[Texto do documento]
Um delas, a lei estadual de número 13.193, proíbe que órgãos públicos exterminem cães e gatos sob argumento de controle de doenças transmissíveis. Segundo o promotor, se a recomendação do MP não for acatada, existe a possibilidade de o tema ser enviado para análise do Ministério Público do Estado.
– Se for contrariado, o Ministério Público (de Quaraí) vai entrar com uma ação declaratória de inconstitucionalidade que será encaminhada ao Procurador-Geral de Justiça do Rio Grande do Sul – advertiu.
Prefeito diz que vai aceitar modificações
Em entrevista ao Diário Gaúcho, o prefeito Ricardo Olaechea Gadret (Solidariedade) nega que haja inconstitucionalidade no artigo criticado pelo Ministério Público de Quaraí e afirma que o executivo não tem a obrigação de acatar recomendações do órgão de justiça. Mas diz que vai aceitar, sem vetos, o texto modificado pela Câmara de Vereadores.
[/Texto do documento]
O que se pede - Segundo o texto sobre a lei municipal de Quaraí, o que a lei estadual de número 13.193 proíbe? As linhas não têm relação com o texto.
[Linhas listadas]
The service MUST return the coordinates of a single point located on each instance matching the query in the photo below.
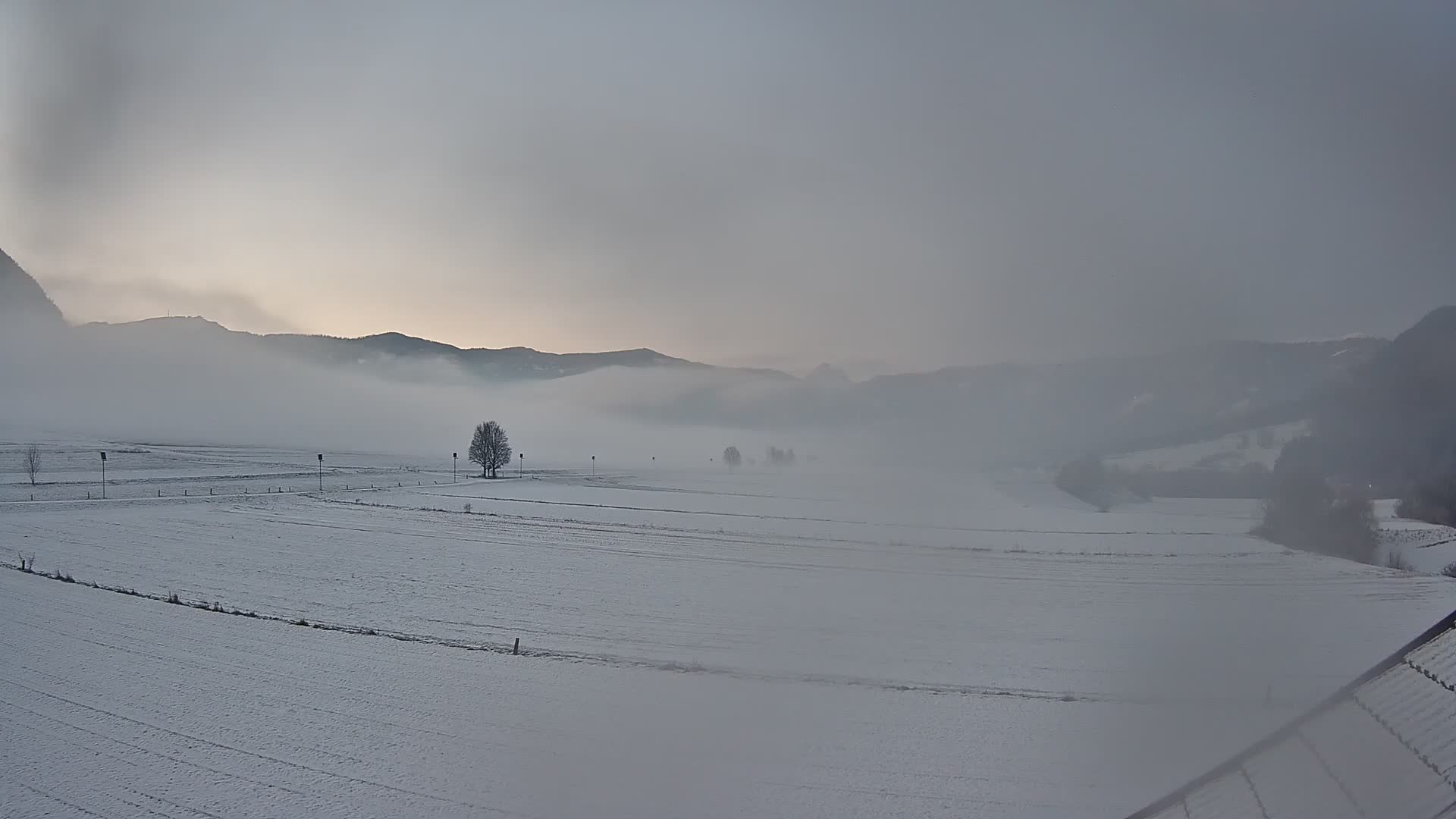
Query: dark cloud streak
(927, 183)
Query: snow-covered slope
(699, 643)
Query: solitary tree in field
(33, 463)
(490, 447)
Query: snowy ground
(698, 643)
(1229, 452)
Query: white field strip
(115, 706)
(1002, 599)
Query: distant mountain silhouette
(400, 350)
(22, 297)
(1392, 422)
(827, 375)
(1024, 414)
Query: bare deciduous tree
(490, 447)
(33, 463)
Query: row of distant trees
(777, 457)
(490, 447)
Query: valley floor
(695, 645)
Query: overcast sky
(886, 186)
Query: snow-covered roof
(1382, 748)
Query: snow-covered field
(695, 642)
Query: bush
(1088, 480)
(1307, 513)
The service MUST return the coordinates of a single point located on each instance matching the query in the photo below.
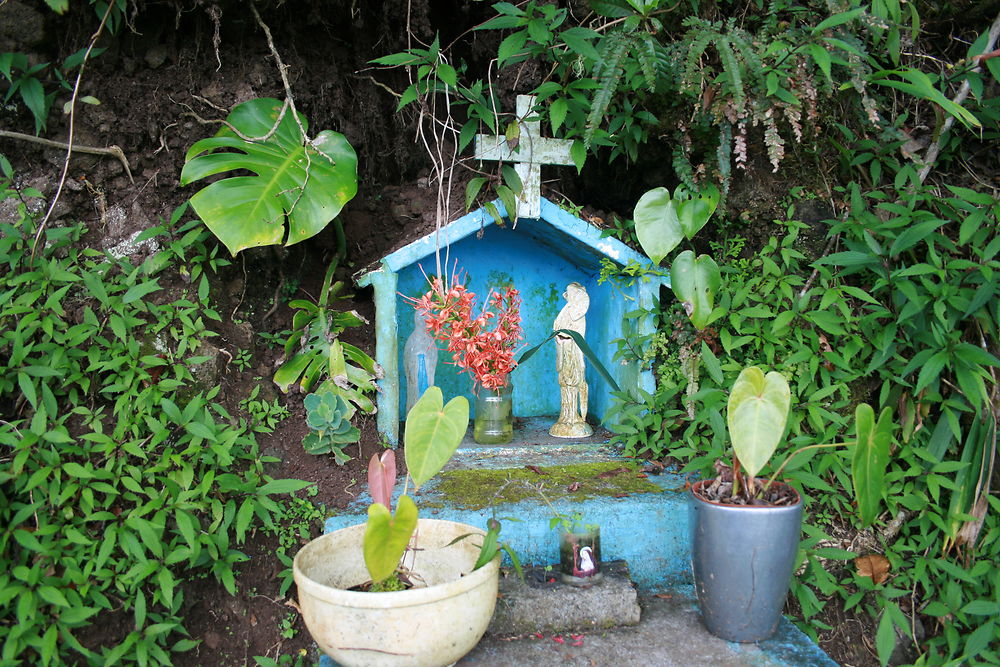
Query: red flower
(486, 354)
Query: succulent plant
(329, 417)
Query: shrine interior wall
(499, 257)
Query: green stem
(799, 451)
(324, 294)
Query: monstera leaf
(695, 282)
(386, 536)
(433, 433)
(662, 221)
(305, 186)
(757, 412)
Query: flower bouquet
(482, 345)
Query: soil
(720, 491)
(171, 70)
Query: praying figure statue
(419, 360)
(570, 366)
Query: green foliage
(299, 181)
(756, 413)
(903, 314)
(264, 416)
(29, 82)
(121, 479)
(296, 522)
(433, 432)
(695, 282)
(387, 535)
(313, 350)
(661, 223)
(870, 459)
(329, 418)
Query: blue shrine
(540, 257)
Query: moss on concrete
(475, 489)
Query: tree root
(113, 151)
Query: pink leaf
(382, 477)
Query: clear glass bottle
(494, 410)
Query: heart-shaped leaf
(758, 410)
(662, 221)
(870, 459)
(694, 212)
(656, 224)
(695, 282)
(386, 536)
(382, 477)
(433, 433)
(306, 191)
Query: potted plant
(430, 591)
(745, 530)
(487, 354)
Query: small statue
(570, 366)
(419, 360)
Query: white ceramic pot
(433, 624)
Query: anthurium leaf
(870, 458)
(695, 282)
(694, 211)
(656, 224)
(758, 410)
(433, 433)
(386, 536)
(303, 186)
(382, 477)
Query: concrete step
(539, 602)
(670, 634)
(643, 516)
(644, 522)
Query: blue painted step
(648, 530)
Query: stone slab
(670, 635)
(541, 603)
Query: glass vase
(494, 420)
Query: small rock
(212, 640)
(156, 56)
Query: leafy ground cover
(854, 151)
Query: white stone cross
(532, 151)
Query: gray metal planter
(742, 557)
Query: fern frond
(608, 74)
(731, 71)
(724, 155)
(645, 53)
(702, 34)
(682, 167)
[/Linhas listadas]
Resposta da tarefa - Proíbe que órgãos públicos exterminem cães e gatos sob argumento de controle de doenças transmissíveis.